*** Texte à lire ***

La frontière entre le Canada et les États-Unis, autrefois considérée comme la plus longue frontière non défendue au monde, est devenue un point névralgique croissant pour les opérations de trafic humain, selon les inquiétantes déclarations de la procureure générale américaine Pam Bondi.
Lors d’une récente conférence de presse, Bondi a décrit la situation comme « en nette détérioration » et a fait une priorité de la lutte contre les mouvements transfrontaliers illicites entre les deux pays qui ont traditionnellement maintenu des frontières relativement ouvertes.
« Nous observons des réseaux sophistiqués qui déplacent des personnes à travers des secteurs isolés où la détection est minimale et les conditions météorologiques sont dangereuses, » a déclaré Bondi, dont les commentaires marquent un changement significatif dans l’attention officielle portée à la sécurité de la frontière nord.
Les données de la patrouille frontalière montrent que les arrestations le long de la frontière nord ont augmenté de près de 140% depuis 2021. Ces statistiques correspondent à ce que les communautés frontalières constatent sur le terrain.

*** Données fournies ***

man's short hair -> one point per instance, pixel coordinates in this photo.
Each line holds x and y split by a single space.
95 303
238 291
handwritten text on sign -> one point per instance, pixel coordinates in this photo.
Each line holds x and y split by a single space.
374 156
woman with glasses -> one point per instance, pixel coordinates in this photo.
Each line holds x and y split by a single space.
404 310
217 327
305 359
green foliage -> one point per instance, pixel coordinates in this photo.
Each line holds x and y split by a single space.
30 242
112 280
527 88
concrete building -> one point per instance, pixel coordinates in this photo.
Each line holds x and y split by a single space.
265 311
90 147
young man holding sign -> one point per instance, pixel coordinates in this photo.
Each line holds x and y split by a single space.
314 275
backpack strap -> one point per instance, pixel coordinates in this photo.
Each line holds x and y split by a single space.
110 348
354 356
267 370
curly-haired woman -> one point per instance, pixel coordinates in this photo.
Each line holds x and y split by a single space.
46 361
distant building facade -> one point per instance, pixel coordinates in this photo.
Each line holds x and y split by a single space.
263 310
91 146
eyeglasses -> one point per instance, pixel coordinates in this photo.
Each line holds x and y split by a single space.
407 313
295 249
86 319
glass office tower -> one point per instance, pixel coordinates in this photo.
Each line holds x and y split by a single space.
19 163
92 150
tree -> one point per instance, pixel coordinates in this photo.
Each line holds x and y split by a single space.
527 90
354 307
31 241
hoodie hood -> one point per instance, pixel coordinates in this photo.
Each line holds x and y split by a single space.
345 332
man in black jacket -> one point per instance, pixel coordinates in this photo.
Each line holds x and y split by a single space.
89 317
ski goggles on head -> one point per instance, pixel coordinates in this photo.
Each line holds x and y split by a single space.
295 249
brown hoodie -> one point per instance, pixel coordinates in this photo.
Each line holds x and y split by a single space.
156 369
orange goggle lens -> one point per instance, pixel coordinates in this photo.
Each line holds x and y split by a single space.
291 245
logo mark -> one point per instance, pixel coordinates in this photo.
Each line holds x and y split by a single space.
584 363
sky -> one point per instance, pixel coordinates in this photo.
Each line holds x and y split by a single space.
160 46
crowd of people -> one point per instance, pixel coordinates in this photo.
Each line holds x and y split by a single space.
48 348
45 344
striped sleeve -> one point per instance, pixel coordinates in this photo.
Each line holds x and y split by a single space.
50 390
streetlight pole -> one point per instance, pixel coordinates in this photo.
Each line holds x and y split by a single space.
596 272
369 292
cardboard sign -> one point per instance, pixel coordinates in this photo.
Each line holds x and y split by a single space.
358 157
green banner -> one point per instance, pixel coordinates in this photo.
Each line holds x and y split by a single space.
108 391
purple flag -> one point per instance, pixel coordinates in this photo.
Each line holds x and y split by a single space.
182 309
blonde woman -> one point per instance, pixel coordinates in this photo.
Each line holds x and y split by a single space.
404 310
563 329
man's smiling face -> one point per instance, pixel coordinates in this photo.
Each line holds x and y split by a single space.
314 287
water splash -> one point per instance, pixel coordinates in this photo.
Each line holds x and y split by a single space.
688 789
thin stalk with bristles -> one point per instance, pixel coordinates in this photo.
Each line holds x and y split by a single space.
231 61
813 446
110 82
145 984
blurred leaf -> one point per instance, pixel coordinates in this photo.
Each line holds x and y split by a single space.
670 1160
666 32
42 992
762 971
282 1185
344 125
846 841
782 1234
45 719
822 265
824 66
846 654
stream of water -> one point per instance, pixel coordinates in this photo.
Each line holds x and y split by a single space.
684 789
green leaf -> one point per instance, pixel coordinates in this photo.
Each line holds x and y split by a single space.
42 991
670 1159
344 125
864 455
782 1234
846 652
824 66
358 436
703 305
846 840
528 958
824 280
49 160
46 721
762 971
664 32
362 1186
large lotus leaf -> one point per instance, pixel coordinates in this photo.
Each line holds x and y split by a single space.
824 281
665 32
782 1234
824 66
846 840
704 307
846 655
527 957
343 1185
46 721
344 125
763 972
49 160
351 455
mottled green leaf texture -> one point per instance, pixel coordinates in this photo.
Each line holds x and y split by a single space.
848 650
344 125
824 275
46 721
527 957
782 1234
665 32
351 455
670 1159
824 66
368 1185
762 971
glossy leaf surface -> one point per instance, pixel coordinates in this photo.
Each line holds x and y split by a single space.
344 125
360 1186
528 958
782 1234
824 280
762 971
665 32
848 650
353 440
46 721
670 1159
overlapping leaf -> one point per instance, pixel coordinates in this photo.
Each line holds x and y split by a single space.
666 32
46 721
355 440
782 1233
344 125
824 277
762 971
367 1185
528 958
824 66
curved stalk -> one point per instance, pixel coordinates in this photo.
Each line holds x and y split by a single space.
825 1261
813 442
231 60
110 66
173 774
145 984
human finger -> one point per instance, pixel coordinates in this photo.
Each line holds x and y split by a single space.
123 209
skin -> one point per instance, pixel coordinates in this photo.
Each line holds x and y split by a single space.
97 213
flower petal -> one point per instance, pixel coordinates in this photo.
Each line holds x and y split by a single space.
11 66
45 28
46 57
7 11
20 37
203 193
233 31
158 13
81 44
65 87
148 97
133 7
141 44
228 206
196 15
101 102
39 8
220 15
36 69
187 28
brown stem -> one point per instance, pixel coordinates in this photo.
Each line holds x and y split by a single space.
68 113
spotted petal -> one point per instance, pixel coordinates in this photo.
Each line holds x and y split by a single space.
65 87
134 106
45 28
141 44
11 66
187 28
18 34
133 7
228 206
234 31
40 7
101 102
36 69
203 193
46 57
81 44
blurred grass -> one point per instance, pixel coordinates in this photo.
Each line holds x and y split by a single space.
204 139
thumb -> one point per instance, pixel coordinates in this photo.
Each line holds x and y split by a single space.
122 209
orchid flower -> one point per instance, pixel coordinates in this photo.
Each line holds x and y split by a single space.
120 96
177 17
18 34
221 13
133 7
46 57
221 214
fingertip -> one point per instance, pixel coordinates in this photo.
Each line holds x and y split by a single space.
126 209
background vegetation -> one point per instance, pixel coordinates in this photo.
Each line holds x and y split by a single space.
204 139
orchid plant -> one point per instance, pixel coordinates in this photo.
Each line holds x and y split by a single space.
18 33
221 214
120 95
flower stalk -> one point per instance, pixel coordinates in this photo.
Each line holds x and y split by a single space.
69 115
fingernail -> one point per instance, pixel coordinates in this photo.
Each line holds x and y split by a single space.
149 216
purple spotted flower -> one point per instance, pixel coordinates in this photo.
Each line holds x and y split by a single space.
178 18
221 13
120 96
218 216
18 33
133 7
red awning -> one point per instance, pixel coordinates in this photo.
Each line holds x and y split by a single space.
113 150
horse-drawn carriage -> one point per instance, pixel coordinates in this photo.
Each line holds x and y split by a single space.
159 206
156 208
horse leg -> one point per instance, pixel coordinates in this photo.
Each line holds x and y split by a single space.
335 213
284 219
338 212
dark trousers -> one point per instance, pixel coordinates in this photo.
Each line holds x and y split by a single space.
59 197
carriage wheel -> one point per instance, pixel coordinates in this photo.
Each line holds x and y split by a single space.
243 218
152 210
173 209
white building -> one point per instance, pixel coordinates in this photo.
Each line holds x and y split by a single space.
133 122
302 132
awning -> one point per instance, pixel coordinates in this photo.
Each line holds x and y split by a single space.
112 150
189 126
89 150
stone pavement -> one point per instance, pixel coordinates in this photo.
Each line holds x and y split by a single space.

***

Consignes →
A - Dans le texte sur la frontière canado-américaine, de combien les arrestations le long de la frontière nord ont-elles augmenté depuis 2021 ?
B - Recopiez fidèlement le passage du texte sur la frontière canado-américaine qui commence par « La frontière entre » et se termine par « la frontière nord. ».
C - Poursuivez le texte sur le trafic humain à la frontière canado-américaine en reprenant après sa dernière phrase.

Réponses fournies →
A - Elles ont augmenté de près de 140 %.

B -
La frontière entre le Canada et les États-Unis, autrefois considérée comme la plus longue frontière non défendue au monde, est devenue un point névralgique croissant pour les opérations de trafic humain, selon les inquiétantes déclarations de la procureure générale américaine Pam Bondi.
Lors d’une récente conférence de presse, Bondi a décrit la situation comme « en nette détérioration » et a fait une priorité de la lutte contre les mouvements transfrontaliers illicites entre les deux pays qui ont traditionnellement maintenu des frontières relativement ouvertes.
« Nous observons des réseaux sophistiqués qui déplacent des personnes à travers des secteurs isolés où la détection est minimale et les conditions météorologiques sont dangereuses, » a déclaré Bondi, dont les commentaires marquent un changement significatif dans l’attention officielle portée à la sécurité de la frontière nord.

C -
« Il ne s’agit pas seulement de chiffres – il s’agit de personnes vulnérables qui sont exploitées, » a expliqué Marie Leclair, analyste en politique migratoire au Conseil canadien pour les réfugiés. « Plus on impose de restrictions aux passages officiels, plus les gens deviennent désespérés, créant des conditions parfaites pour que les réseaux de passeurs en profitent. »
Les agents de la patrouille frontalière dans les États du nord comme le Vermont, New York et le Michigan signalent l’interception de tentatives de trafic plus organisées. Contrairement aux passages à la frontière sud qui se font généralement en plein jour, les opérations de trafic au nord se déroulent typiquement pendant les dures nuits d’hiver lorsque la surveillance est limitée et les dangers environnementaux se multiplient.
Le sergent Thomas Rousseau de la GRC m’a confié que ces réseaux facturent entre 4 000 et 10 000 dollars par personne pour le passage. « Les passeurs abandonnent les migrants dans des conditions dangereuses une fois qu’ils ont perçu leur paiement, » a-t-il dit. « Nous sommes intervenus dans des cas d’hypothermie sévère et d’engelures graves. »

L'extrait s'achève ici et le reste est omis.